DIRECTIONS
Scale everything from the start of the data down to and including the line that contains "[[70, 887], [182, 845], [147, 801], [273, 803]]". Reproduce each line with the requests unchanged, multiply every coordinate in the answers by 1.85 and round it to a whole number (halves up), and leave the pictures out.

────────

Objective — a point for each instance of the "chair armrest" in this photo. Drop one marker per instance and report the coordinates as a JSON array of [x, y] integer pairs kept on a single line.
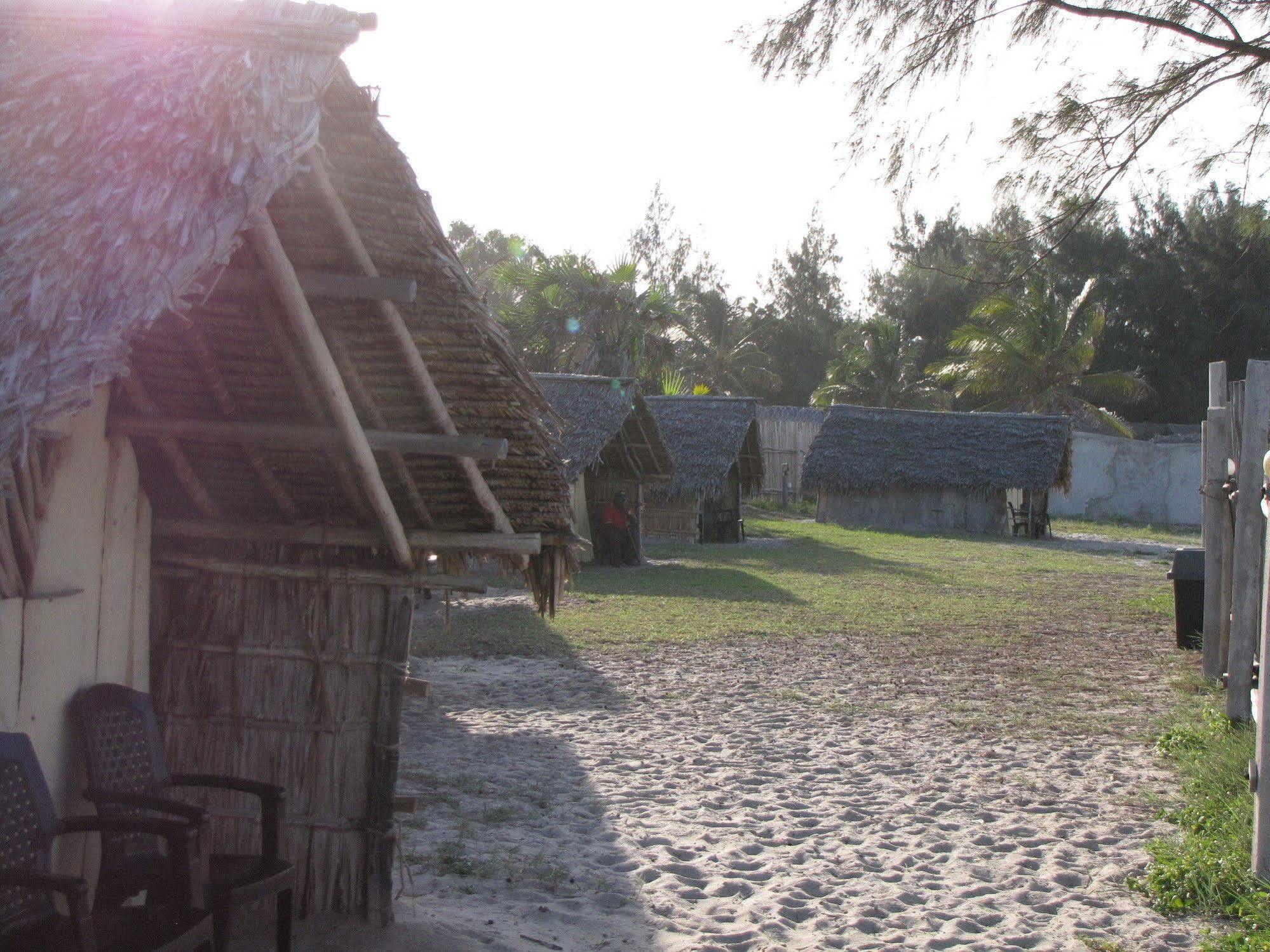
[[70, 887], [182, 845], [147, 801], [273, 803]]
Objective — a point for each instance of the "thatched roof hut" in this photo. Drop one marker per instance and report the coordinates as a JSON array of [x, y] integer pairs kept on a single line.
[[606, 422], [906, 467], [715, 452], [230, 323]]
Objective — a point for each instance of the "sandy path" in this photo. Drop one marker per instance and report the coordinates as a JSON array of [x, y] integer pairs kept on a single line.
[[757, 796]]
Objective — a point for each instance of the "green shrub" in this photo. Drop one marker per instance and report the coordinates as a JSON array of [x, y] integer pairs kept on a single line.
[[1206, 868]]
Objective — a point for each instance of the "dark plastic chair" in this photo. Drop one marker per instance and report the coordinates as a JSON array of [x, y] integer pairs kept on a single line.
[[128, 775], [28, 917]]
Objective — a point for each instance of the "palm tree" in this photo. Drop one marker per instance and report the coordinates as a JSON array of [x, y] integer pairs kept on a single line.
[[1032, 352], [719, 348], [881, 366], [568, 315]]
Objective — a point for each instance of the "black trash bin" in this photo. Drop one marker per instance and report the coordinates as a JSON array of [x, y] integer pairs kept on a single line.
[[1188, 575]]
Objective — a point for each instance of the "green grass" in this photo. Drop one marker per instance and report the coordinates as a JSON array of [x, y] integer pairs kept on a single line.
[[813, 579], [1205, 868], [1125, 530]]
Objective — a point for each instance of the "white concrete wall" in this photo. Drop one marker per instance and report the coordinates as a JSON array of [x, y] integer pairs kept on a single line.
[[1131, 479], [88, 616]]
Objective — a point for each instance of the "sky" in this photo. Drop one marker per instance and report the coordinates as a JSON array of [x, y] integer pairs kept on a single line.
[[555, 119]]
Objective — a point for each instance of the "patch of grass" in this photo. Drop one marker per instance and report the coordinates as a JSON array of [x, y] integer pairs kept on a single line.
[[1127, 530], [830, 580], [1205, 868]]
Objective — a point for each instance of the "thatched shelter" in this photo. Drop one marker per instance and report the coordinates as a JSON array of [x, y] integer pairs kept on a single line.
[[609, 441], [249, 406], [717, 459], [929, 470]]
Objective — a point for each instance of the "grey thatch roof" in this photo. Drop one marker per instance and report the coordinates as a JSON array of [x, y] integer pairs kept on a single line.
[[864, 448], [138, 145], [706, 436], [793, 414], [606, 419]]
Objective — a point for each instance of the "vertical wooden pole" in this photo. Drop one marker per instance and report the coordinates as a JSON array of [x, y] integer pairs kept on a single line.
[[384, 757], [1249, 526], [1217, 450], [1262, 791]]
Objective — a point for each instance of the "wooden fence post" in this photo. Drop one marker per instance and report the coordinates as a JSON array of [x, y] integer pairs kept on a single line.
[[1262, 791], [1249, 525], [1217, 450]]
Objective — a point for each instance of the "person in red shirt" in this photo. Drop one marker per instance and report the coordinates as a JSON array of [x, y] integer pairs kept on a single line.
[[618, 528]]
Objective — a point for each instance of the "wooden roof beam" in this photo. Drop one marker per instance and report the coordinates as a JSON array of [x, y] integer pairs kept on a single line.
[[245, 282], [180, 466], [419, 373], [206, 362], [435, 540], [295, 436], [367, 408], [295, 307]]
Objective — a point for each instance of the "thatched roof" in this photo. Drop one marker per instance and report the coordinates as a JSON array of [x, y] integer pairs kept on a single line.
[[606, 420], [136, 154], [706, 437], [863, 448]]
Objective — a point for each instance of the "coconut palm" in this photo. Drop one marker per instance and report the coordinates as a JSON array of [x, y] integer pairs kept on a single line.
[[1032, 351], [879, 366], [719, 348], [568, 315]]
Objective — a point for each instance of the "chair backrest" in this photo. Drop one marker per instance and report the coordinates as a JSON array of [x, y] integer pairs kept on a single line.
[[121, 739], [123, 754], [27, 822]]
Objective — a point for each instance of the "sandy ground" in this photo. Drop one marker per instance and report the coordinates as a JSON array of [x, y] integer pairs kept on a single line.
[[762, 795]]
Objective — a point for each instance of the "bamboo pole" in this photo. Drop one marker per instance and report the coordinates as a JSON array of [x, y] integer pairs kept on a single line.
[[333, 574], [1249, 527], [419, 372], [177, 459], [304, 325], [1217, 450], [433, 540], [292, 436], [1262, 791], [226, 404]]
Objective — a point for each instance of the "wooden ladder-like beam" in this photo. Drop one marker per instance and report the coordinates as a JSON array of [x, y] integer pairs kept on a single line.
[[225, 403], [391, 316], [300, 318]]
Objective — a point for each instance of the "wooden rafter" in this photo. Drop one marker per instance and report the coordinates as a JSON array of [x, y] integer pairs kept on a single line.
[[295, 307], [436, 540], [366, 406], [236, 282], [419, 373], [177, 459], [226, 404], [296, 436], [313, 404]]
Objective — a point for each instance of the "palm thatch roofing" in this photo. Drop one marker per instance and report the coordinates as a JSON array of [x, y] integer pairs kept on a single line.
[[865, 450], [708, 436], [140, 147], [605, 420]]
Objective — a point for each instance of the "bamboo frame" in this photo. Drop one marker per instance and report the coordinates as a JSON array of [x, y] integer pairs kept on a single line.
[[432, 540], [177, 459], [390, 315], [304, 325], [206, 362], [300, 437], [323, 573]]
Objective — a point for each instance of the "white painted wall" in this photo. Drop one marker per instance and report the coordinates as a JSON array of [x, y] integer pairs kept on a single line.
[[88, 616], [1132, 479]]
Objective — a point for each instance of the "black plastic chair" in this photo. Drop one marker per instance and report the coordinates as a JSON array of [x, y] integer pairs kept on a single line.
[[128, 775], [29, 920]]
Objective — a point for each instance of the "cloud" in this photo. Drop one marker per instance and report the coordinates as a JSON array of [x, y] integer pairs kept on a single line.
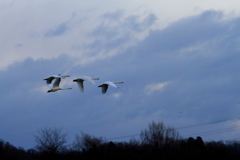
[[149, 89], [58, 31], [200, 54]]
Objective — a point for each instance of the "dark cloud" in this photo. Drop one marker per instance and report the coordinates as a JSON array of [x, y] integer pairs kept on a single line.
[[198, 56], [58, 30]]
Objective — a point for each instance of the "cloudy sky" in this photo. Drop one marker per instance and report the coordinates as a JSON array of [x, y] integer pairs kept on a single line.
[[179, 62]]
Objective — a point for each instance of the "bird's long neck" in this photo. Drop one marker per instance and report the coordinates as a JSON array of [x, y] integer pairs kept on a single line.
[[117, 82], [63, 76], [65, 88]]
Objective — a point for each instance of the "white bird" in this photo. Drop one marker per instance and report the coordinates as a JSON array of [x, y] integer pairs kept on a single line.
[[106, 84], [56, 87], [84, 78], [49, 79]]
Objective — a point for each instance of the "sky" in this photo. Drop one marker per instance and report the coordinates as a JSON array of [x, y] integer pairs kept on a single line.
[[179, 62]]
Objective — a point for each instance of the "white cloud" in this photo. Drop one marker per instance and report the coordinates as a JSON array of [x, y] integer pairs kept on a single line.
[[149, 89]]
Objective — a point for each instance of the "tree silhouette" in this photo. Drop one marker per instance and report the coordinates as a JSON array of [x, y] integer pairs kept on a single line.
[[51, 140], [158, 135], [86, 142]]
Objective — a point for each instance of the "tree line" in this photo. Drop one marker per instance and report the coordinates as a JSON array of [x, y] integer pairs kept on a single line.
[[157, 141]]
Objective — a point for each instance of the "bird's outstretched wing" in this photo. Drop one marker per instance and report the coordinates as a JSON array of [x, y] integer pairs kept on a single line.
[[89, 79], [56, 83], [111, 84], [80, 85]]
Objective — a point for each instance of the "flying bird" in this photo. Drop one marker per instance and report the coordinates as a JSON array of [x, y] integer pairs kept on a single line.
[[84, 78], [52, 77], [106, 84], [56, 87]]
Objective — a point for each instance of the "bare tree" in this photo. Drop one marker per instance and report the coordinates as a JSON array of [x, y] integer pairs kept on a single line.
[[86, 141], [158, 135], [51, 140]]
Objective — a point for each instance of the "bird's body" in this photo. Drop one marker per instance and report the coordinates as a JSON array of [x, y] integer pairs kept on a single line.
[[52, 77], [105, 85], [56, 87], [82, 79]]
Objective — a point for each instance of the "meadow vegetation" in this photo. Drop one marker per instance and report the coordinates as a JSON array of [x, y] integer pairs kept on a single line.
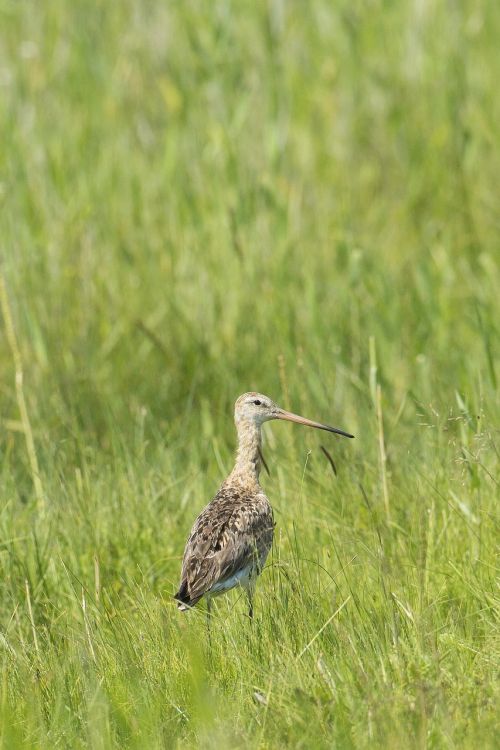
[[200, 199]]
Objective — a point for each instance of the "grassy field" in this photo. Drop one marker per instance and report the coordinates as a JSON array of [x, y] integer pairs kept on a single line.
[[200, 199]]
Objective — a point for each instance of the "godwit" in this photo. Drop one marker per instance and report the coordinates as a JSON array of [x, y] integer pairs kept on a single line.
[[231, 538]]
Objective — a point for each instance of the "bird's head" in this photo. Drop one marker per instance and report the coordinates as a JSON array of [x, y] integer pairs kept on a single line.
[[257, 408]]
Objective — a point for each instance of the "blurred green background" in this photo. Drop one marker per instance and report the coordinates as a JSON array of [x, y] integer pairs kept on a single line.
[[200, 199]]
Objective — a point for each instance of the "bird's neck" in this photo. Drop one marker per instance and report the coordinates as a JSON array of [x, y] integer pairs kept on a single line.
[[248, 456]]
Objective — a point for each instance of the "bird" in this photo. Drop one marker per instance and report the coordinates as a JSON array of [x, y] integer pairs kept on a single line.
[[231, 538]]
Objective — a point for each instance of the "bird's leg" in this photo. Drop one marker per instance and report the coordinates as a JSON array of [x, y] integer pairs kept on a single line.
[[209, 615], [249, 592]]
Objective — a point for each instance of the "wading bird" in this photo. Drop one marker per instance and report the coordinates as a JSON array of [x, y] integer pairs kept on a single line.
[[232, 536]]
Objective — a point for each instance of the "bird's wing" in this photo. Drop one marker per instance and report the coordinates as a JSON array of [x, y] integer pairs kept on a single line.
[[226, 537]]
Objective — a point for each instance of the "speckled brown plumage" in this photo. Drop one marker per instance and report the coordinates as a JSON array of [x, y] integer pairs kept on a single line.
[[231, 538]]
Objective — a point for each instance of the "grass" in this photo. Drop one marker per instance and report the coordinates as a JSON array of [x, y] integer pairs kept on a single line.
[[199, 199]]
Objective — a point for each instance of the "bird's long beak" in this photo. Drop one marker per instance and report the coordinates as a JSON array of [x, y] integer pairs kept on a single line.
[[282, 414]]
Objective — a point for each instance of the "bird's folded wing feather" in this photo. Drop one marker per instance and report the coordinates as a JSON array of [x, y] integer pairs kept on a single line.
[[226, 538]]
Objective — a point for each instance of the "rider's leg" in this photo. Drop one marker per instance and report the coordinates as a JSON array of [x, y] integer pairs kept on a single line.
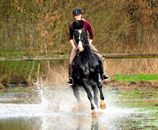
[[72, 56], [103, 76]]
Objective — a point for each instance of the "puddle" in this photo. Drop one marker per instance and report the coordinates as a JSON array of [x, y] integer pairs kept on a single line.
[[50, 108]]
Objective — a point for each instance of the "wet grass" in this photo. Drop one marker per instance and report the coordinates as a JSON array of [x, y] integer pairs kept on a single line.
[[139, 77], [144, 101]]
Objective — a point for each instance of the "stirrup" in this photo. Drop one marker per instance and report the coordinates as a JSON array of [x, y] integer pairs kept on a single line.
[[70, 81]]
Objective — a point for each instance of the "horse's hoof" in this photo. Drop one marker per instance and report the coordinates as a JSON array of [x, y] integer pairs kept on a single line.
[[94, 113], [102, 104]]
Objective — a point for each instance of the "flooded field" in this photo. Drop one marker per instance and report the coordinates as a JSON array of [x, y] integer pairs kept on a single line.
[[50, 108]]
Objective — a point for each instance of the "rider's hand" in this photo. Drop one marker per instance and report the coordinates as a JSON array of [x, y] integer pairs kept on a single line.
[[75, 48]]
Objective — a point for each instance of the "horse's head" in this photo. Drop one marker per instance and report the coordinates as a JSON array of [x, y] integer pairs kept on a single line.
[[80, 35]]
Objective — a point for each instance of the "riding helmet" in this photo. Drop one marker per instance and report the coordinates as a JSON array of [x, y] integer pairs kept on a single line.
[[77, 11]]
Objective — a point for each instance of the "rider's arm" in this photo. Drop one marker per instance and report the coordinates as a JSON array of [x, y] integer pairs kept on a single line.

────────

FULL SOLUTION
Objective — a point for each instance of the "chair armrest" in this photo. Drop one marker per instance and report the coordinates as a JSON array of [x, y] integer pairs kept on a single line.
[[130, 1641], [337, 1563], [272, 1482], [505, 1486]]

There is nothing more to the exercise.